-- begin INPUT RECORDS --

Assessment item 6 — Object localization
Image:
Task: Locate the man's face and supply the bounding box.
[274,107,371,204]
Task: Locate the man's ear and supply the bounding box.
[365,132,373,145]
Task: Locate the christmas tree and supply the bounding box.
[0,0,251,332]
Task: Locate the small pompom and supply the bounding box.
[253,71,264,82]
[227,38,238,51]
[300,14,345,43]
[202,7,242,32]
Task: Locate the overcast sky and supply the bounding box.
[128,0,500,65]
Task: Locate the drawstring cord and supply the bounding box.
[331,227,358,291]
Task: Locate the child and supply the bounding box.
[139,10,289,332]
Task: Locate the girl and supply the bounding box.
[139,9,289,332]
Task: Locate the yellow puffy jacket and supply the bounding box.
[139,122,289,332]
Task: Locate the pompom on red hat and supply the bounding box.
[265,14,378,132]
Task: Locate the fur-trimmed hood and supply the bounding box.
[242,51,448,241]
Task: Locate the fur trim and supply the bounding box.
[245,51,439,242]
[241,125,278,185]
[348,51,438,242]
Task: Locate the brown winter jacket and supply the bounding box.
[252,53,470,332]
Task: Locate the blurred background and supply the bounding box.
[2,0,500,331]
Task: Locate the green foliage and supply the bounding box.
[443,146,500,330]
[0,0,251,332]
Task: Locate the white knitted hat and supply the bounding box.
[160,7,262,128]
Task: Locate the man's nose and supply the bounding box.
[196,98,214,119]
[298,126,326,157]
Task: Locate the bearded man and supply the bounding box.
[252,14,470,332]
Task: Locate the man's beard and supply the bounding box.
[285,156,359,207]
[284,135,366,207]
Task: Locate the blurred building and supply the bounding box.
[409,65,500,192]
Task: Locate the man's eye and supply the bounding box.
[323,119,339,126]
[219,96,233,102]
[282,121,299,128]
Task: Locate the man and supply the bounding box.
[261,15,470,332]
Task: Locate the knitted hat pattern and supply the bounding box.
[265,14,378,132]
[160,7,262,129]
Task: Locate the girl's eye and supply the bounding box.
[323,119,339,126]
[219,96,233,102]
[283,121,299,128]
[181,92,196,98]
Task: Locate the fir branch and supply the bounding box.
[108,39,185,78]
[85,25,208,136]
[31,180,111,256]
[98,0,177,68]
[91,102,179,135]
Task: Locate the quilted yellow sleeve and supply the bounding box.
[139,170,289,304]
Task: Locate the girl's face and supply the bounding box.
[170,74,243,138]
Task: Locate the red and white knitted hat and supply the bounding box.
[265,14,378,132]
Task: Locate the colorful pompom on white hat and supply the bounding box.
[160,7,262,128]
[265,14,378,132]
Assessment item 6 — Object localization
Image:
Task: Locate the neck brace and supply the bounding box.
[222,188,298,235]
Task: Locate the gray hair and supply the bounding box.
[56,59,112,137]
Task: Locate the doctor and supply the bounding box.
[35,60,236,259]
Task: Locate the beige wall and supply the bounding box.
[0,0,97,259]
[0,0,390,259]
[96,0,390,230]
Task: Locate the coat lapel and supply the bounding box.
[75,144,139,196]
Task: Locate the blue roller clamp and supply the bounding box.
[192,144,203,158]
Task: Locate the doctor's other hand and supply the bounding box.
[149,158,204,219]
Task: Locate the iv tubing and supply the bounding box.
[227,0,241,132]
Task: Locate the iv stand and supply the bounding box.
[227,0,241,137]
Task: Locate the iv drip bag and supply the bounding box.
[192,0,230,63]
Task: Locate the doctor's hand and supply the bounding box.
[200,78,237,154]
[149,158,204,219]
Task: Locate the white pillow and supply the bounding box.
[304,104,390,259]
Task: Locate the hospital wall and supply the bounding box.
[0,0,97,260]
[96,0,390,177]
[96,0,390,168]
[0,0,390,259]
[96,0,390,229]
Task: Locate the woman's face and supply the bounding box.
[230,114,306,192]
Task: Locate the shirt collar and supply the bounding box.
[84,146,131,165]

-- end INPUT RECORDS --

_GIVEN INSTRUCTION_:
Reproduce all of the items above word for word, with no changes.

_WRITTEN SOLUTION_:
Assessment item 6 — Object localization
Image:
Task: Locate the man's face and supply the bounding box.
[274,107,371,204]
Task: Locate the man's ear and supply the bounding box.
[365,132,373,145]
Task: Locate the christmas tree and supply the bounding box.
[0,0,251,332]
Task: Locate the small pompom and supply the bounding box.
[253,71,264,82]
[227,38,238,51]
[300,14,345,43]
[202,7,242,32]
Task: Locate the overcast sky and supply the bounding box.
[128,0,500,65]
Task: Locate the drawstring cord and supply the bounding box.
[331,227,358,291]
Task: Locate the child and supply the bounding box.
[139,10,289,332]
Task: Locate the girl and supply the bounding box.
[139,9,289,332]
Task: Locate the yellow puffy jacket and supply the bounding box.
[139,122,289,332]
Task: Locate the pompom on red hat and supply the bounding box.
[265,14,378,132]
Task: Locate the fur-trimmed hood and supply the bounding box.
[242,51,448,241]
Task: Locate the fur trim and supply the bounding box.
[245,51,439,242]
[241,125,278,185]
[348,51,438,242]
Task: Locate the brown winter jacket and supply the bounding box.
[252,53,470,332]
Task: Locate the blurred background and supply the bounding box.
[2,0,500,331]
Task: Locate the green foliage and supply the bounding box.
[443,146,500,330]
[0,0,251,332]
Task: Locate the white knitted hat and supply the bounding box.
[160,7,262,128]
Task: Locate the man's nose and supply the bounding box.
[196,98,214,119]
[298,126,326,157]
Task: Locate the bearded man and supply the bounding box.
[252,14,470,332]
Task: Locate the man's beard and supply the bounding box.
[285,156,359,207]
[284,135,366,207]
Task: Locate the blurred building and supply the bounding box.
[409,65,500,192]
Task: Locate the man's eye and supply the bounding box.
[323,119,339,126]
[219,96,233,102]
[282,121,299,128]
Task: Locate the man and supply the bounding box.
[261,15,470,332]
Task: Locate the knitted hat pattern and supply the bounding box.
[265,14,378,132]
[160,7,262,129]
Task: Locate the girl's eye and supply the bounding box.
[323,119,339,126]
[219,96,233,102]
[283,121,299,128]
[181,92,196,98]
Task: Locate the fir branch and supply the bounding box.
[108,39,185,78]
[85,25,208,136]
[31,180,111,256]
[98,0,177,68]
[91,102,179,135]
Task: Locate the quilted yellow sleeve and supply the bounding box.
[139,170,289,304]
Task: Locate the girl's face and supply the bounding box.
[170,74,243,138]
Task: Locate the red and white knitted hat and supply the bounding box.
[265,14,378,132]
Task: Locate the colorful pompom on white hat and supply the bounding box.
[160,7,262,128]
[265,14,378,132]
Assessment item 6 — Object localization
Image:
Task: Locate the neck brace and supply the bounding box.
[222,188,298,235]
Task: Locate the gray hair and supply the bounding box.
[56,59,112,137]
Task: Locate the doctor and supply the bounding box.
[35,60,236,259]
Task: Locate the beige wall and supply the bounding box.
[0,0,97,259]
[0,0,390,259]
[96,0,390,230]
Task: Locate the coat lapel and supply the bounding box.
[75,144,139,196]
Task: Locate the blue roller clamp and supply the bounding box.
[192,144,203,158]
Task: Locate the doctor's other hand and supply the bounding box.
[149,158,204,219]
Task: Locate the iv tubing and supply the bounding box.
[227,0,241,132]
Task: Locate the iv stand and supply the bounding box.
[227,0,241,137]
Task: Locate the iv drip bag and supply the bounding box.
[192,0,230,63]
Task: Locate the doctor's hand and supply the bounding box.
[200,78,237,154]
[149,158,204,219]
Task: Locate the white pillow and supply the bounding box.
[304,104,390,259]
Task: Locate the hospital wall and supply the bounding box.
[0,0,97,260]
[96,0,390,177]
[96,0,390,168]
[0,0,390,259]
[96,0,390,229]
Task: Locate the woman's face and supply the bounding box.
[230,114,306,192]
Task: Locate the shirt collar and supply the bounding box.
[84,146,131,165]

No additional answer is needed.